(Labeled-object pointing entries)
## START
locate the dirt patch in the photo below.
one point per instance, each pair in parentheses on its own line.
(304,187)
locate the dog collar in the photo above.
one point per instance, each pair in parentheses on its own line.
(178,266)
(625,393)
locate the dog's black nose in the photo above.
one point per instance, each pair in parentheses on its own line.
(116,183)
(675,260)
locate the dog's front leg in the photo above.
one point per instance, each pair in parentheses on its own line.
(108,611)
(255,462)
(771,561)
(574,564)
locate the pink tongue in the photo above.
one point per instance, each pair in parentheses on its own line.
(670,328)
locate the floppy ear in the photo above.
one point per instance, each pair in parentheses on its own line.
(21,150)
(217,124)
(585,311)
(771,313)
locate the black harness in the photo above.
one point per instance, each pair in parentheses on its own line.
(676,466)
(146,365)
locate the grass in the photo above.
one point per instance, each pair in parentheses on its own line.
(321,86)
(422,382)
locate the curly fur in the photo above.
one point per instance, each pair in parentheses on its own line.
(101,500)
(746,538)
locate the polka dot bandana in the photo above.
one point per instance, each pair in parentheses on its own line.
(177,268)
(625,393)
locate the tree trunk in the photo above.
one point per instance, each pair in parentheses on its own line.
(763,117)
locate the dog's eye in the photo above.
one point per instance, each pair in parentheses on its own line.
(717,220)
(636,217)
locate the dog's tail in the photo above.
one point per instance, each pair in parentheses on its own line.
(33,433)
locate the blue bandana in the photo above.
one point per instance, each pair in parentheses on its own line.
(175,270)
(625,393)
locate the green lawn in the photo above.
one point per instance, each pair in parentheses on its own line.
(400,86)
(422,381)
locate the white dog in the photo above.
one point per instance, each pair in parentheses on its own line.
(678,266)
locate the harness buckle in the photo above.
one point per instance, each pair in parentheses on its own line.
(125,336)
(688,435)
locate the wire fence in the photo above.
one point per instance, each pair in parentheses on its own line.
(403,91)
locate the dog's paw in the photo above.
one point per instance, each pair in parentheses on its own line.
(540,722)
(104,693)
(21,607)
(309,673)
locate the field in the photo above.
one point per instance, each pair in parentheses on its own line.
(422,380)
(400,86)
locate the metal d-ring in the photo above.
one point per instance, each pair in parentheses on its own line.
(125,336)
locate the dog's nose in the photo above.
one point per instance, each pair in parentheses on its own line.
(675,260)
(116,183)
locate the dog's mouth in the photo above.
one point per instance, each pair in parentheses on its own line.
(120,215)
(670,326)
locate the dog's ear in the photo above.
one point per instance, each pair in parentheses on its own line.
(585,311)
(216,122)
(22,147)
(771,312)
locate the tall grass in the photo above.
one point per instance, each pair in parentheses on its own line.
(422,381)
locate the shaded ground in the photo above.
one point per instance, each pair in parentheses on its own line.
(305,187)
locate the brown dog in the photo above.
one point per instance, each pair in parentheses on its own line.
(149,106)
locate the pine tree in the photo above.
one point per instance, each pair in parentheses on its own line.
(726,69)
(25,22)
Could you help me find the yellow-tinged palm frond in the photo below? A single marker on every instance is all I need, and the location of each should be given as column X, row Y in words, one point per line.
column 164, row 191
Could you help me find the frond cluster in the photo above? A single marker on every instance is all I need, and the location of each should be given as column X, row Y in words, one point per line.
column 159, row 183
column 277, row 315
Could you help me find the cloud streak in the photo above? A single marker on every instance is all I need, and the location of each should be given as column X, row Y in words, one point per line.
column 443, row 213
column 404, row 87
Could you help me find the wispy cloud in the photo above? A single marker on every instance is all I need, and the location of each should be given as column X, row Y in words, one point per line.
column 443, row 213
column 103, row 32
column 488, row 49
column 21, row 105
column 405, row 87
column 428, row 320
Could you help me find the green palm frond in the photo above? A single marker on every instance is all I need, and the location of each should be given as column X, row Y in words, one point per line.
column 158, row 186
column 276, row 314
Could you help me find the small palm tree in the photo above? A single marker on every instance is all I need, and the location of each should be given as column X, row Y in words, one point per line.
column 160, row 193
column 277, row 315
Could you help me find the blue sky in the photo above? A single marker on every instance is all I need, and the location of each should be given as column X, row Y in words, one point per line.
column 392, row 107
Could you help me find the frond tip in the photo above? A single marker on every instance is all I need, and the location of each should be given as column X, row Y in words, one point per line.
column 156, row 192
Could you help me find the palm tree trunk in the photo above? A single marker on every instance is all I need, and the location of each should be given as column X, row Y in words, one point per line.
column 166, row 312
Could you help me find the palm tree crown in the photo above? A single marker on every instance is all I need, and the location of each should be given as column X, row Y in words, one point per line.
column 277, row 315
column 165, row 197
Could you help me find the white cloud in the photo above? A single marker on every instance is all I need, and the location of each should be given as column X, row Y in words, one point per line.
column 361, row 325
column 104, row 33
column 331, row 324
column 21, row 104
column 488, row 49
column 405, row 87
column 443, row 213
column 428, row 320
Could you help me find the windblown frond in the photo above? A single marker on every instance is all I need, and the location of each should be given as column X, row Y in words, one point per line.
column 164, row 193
## END
Render every line of the entries above as a numbered list, leaving out blank lines.

EXERCISE SOLUTION:
1. locate the dirt patch in the photo below.
2. one point per instance, each pair in parentheses on its own line.
3. (304,187)
4. locate the dog collar in the photo above.
5. one point per instance, each pair in parentheses on its own line.
6. (178,266)
7. (625,393)
8. locate the dog's black nose in the photo above.
9. one point per instance, each pair in parentheses on its own line.
10. (116,183)
11. (675,260)
12. locate the dog's front leg in the photo above.
13. one point per instance, each pair in parentheses on its own line.
14. (108,611)
15. (255,462)
16. (771,561)
17. (574,564)
18. locate the pink tongue in the photo above.
19. one point per instance, each pair in parentheses on its own line.
20. (670,328)
21. locate the floppy ear in the photo above.
22. one point per instance, each pair in parentheses on its own line.
23. (21,150)
24. (217,124)
25. (585,311)
26. (771,313)
27. locate the black harness in the photo above.
28. one point per instance, each pair in parentheses on its own line.
29. (676,466)
30. (146,365)
31. locate the grass in the photo above.
32. one point per instance, each pair in parentheses on its own line.
33. (321,86)
34. (422,382)
35. locate the curly fur in the photo above.
36. one point per instance, each pair in parentheses on its own line.
37. (101,500)
38. (746,538)
39. locate the polka dot bandana in the photo above.
40. one point per instance, each pair in parentheses on its own line.
41. (177,268)
42. (625,393)
43. locate the tree trunk in the photo above.
44. one point per instance, each pair in parentheses on its own line.
45. (763,117)
46. locate the dog's eye in the photo above.
47. one point per instance, each pair in parentheses on its own line.
48. (717,220)
49. (636,217)
50. locate the dog's tail in the photo above.
51. one point per instance, each pair in parentheses on its own line.
52. (33,433)
53. locate the blue bandana in the photo above.
54. one point per instance, each pair in parentheses on its own line.
55. (175,270)
56. (625,393)
57. locate the green lawn in the photo above.
58. one point per instance, each pair in parentheses on its own line.
59. (400,86)
60. (422,381)
61. locate the white dog in the photo above.
62. one point per instance, each pair in parentheses on its own line.
63. (678,266)
64. locate the harness buckle in the photo above.
65. one point per instance, each pair in parentheses on its own line.
66. (125,336)
67. (688,435)
68. locate the wire fence in the photo above.
69. one point per instance, each pair in parentheses on its own line.
70. (403,91)
71. locate the dog's paw in the photo above.
72. one point per instance, each pair in parentheses on its own line.
73. (540,722)
74. (104,693)
75. (21,607)
76. (309,673)
77. locate the field in the photo above.
78. one point per instance, each pair in parentheses on its own line.
79. (422,380)
80. (400,86)
81. locate the metal d-ring in the photo above.
82. one point per instance, each pair in parentheses on its own line.
83. (125,336)
84. locate the dog's nose in the photo above.
85. one point per instance, each pair in parentheses on its own line.
86. (675,260)
87. (116,183)
88. locate the dog's mouth in the photo above.
89. one point per instance, each pair in parentheses on its own line.
90. (120,215)
91. (670,326)
92. locate the dog's ear in the photo above.
93. one point per instance, each pair in parentheses on its own line.
94. (585,311)
95. (216,122)
96. (22,147)
97. (771,312)
98. locate the tall grass in the photo above.
99. one point per instance, each pair in parentheses on its own line.
100. (422,381)
101. locate the shaded ground in the photo above.
102. one point per instance, each pair in parentheses on its own line.
103. (305,187)
104. locate the brown dog in the photo above.
105. one point per instance, each pair in parentheses on its own line.
106. (149,106)
107. locate the pine tree in the photo above.
108. one point per instance, each pair in parentheses on its own line.
109. (726,69)
110. (25,22)
111. Could you help me find the yellow-tinged palm frond in the photo below? A single marker on every instance is all I need, and the location of each should be given as column X, row Y in words, one point per line.
112. column 164, row 191
113. Could you help me find the frond cluster in the photo above? A single marker on every instance is all I need, and the location of each should be given as column X, row Y in words, one point per line.
114. column 159, row 183
115. column 277, row 315
116. Could you help me find the cloud streak in the photo above? A single marker on every instance is all I need, and the location of each should be given as column X, row Y in words, one point per line.
117. column 443, row 213
118. column 404, row 87
119. Could you help me find the wispy cloud in the photo above? A single marker on every instance is all I need, and the location of each should be given as column X, row Y in words, one point per line.
120. column 443, row 213
121. column 103, row 32
122. column 488, row 49
123. column 21, row 105
124. column 405, row 87
125. column 428, row 320
126. Could you help me find the green palm frond in the photo above? A single marker on every instance is all I need, and the location of each should be given as column X, row Y in words, one point per line.
127. column 158, row 186
128. column 276, row 314
129. Could you help me find the small palm tree in the photo above? A single marker on every instance is all I need, and the location of each should be given as column X, row Y in words, one point per line.
130. column 160, row 193
131. column 277, row 315
132. Could you help me find the blue sky in the photo above? A single marker on every instance is all I need, and the location of each should be given as column X, row Y in words, one point per line.
133. column 392, row 107
134. Could you help me find the frond tip in the photo above? A single marker on every instance is all I need, and the location of each should be given as column X, row Y in words, one point per line.
135. column 156, row 192
136. Could you help me find the palm tree trunk in the photo above? A single marker on every instance is all I need, and the location of each should be given as column X, row Y in words, one point per line.
137. column 166, row 312
138. Could you help me find the palm tree crown in the photo above? A single marker on every instance is all I need, and the location of each should be given as column X, row Y in words, one point per line.
139. column 277, row 315
140. column 165, row 197
141. Could you help me find the white cloud in the photo above? A single marker on every instance is all I need, and the location of each should be given as column X, row Y in words, one point per line.
142. column 361, row 325
143. column 104, row 33
144. column 331, row 324
145. column 21, row 104
146. column 488, row 49
147. column 405, row 87
148. column 443, row 213
149. column 428, row 320
150. Could you help me find the windblown frond in the photo above? A single marker on every instance is all I need, and the location of each should be given as column X, row Y in words, one point per line.
151. column 164, row 193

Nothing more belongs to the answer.